▸ **What to do**
Locate every line below that contains the string "sleeve", and copy each one out in full.

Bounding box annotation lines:
============================================================
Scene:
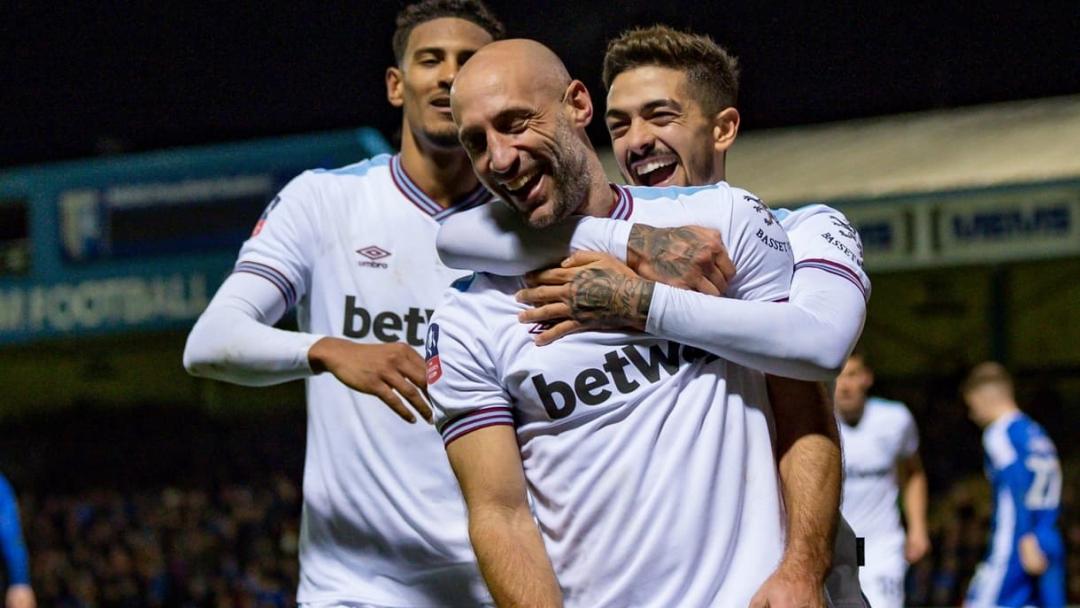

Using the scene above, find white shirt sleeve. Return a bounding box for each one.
[646,189,866,381]
[435,202,633,276]
[424,280,514,445]
[646,270,866,381]
[184,272,323,387]
[184,174,323,387]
============================================================
▸ **Completed exercise**
Using the scene above, find white shirt sleeve. Return a bounding box for each one.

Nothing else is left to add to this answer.